<<<<

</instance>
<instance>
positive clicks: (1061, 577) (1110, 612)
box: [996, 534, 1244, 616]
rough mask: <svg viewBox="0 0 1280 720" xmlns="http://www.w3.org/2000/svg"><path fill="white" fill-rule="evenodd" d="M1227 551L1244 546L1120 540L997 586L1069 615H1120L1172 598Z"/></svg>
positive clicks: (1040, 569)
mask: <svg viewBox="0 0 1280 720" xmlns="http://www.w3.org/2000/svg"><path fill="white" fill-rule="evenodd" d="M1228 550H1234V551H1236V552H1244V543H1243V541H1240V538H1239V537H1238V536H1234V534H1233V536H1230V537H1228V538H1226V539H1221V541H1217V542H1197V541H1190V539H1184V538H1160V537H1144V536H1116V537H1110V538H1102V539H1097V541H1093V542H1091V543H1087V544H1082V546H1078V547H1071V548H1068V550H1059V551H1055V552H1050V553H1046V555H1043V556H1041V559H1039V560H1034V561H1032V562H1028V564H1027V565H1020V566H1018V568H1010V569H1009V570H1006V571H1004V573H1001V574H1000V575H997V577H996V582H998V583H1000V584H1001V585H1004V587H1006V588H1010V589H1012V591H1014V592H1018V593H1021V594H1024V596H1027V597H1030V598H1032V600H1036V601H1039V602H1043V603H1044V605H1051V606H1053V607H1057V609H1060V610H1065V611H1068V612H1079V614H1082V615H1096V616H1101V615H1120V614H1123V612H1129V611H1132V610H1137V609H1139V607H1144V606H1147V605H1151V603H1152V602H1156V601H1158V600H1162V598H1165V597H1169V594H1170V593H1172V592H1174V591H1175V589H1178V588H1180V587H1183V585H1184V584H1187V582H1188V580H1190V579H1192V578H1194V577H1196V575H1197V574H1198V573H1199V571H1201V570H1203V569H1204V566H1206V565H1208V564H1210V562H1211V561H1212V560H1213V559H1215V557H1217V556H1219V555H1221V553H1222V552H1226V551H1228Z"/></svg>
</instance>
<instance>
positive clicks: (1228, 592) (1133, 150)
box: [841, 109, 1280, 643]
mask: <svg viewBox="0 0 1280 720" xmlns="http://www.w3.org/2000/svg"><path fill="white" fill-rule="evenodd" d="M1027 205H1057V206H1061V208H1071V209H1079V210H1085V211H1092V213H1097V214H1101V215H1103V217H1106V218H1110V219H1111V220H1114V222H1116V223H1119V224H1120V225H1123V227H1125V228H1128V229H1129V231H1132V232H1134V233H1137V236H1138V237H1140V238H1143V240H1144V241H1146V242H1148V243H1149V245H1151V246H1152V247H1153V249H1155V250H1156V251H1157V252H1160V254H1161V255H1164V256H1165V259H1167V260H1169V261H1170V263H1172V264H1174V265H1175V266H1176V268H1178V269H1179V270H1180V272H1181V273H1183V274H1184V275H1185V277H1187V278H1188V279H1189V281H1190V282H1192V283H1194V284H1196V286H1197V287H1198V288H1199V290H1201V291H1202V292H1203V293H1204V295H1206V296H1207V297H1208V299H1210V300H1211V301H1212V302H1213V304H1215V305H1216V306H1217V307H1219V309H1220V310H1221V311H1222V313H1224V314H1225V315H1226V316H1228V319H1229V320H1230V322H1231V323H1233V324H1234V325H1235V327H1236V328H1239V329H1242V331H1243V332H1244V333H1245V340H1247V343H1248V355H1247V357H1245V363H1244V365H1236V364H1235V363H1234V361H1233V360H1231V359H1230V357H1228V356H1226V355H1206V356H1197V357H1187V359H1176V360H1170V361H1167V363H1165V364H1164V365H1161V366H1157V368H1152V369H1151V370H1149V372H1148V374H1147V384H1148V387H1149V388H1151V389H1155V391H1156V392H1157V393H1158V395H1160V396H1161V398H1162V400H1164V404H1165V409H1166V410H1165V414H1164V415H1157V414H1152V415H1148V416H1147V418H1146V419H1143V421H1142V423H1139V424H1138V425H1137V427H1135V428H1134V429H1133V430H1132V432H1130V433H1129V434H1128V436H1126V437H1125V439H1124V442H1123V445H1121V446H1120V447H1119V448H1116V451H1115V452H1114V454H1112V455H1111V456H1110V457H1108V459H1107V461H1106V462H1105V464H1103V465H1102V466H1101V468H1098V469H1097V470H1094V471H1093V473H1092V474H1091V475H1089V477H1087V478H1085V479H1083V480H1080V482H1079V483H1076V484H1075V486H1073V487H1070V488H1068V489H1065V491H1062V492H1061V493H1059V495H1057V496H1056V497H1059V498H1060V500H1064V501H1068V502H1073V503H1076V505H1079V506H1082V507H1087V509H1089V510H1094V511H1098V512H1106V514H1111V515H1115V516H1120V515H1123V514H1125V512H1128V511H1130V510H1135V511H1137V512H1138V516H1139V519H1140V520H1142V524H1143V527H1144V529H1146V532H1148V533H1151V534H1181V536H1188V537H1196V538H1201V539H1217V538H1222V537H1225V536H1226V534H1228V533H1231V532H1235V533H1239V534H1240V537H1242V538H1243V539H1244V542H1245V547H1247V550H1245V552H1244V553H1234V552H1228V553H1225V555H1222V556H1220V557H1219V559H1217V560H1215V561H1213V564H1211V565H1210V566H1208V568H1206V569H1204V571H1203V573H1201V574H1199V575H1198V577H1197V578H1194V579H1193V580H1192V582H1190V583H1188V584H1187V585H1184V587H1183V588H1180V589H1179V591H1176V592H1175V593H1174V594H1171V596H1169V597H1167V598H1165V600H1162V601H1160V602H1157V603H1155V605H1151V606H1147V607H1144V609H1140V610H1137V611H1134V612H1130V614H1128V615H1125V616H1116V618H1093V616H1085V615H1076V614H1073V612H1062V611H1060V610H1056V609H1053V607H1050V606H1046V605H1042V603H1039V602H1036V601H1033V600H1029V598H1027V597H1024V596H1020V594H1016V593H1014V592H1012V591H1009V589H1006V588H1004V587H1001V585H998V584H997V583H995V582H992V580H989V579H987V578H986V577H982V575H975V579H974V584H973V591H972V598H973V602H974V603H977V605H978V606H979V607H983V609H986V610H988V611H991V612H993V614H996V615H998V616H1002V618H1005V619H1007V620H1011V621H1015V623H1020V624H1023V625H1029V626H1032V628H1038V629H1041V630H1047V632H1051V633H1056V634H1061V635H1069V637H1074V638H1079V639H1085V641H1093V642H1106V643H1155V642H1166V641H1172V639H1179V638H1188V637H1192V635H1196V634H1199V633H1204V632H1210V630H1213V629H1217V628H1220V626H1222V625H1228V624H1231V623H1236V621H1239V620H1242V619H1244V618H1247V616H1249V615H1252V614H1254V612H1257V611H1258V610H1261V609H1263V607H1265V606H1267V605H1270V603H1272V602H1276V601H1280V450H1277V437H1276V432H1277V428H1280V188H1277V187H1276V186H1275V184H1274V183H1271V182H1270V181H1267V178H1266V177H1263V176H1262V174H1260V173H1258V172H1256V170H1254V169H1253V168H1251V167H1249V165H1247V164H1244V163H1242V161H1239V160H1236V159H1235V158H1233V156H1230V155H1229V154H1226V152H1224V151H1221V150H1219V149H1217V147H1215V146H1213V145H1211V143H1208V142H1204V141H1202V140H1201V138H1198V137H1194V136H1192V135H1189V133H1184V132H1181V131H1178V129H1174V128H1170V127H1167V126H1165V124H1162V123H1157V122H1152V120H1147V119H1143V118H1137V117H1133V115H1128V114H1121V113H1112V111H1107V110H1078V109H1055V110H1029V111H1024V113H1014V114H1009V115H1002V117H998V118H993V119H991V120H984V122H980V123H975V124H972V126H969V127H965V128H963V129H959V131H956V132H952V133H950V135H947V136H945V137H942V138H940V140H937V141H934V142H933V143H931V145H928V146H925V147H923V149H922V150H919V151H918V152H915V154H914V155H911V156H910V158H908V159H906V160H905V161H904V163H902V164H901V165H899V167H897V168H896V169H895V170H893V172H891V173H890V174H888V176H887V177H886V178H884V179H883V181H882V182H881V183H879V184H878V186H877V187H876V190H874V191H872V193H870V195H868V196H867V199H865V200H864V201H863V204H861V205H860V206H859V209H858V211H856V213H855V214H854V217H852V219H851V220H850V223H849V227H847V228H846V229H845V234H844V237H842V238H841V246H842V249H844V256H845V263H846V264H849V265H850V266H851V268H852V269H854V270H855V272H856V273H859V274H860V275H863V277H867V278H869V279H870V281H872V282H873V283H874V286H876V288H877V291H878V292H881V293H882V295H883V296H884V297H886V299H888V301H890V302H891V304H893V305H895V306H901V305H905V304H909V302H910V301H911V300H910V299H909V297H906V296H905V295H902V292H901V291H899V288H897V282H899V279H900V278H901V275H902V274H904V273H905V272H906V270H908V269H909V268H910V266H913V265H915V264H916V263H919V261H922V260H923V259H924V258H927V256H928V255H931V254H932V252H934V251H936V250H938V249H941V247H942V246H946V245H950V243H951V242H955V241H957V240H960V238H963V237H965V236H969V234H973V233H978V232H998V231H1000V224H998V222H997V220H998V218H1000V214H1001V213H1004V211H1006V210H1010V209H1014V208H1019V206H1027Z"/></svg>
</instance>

>>>>

What you are asked to do — Please write out again, unchanged, the part of the records that starts at their very first line and ends with the line containing "positive clicks: (1040, 569)". Include both of those lines and nothing beyond them.

Your response —
</instance>
<instance>
positive clicks: (1061, 577) (1110, 612)
box: [996, 534, 1244, 616]
rough mask: <svg viewBox="0 0 1280 720" xmlns="http://www.w3.org/2000/svg"><path fill="white" fill-rule="evenodd" d="M1227 551L1244 546L1120 540L997 586L1069 615H1120L1172 598Z"/></svg>
positive clicks: (1040, 569)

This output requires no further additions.